Exercise instructions
Please copy out the lines below word for word, starting at the line containing "Please indicate the building" and continuing through the final line, with both of those lines included.

Exercise input
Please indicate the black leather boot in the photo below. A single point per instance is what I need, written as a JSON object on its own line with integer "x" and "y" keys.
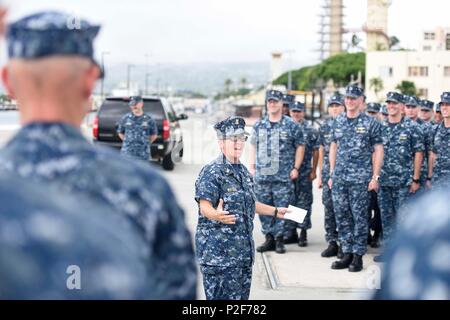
{"x": 343, "y": 263}
{"x": 268, "y": 245}
{"x": 303, "y": 240}
{"x": 340, "y": 254}
{"x": 331, "y": 251}
{"x": 356, "y": 264}
{"x": 292, "y": 238}
{"x": 279, "y": 245}
{"x": 375, "y": 240}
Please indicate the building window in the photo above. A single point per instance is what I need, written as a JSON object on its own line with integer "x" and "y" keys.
{"x": 418, "y": 71}
{"x": 386, "y": 72}
{"x": 422, "y": 93}
{"x": 429, "y": 35}
{"x": 447, "y": 71}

Full response
Please indicate the building window in the photo above. A single point per instance is what I need, written as a JSON object on its own line with integer "x" and "y" keys.
{"x": 418, "y": 71}
{"x": 386, "y": 72}
{"x": 422, "y": 93}
{"x": 429, "y": 35}
{"x": 447, "y": 71}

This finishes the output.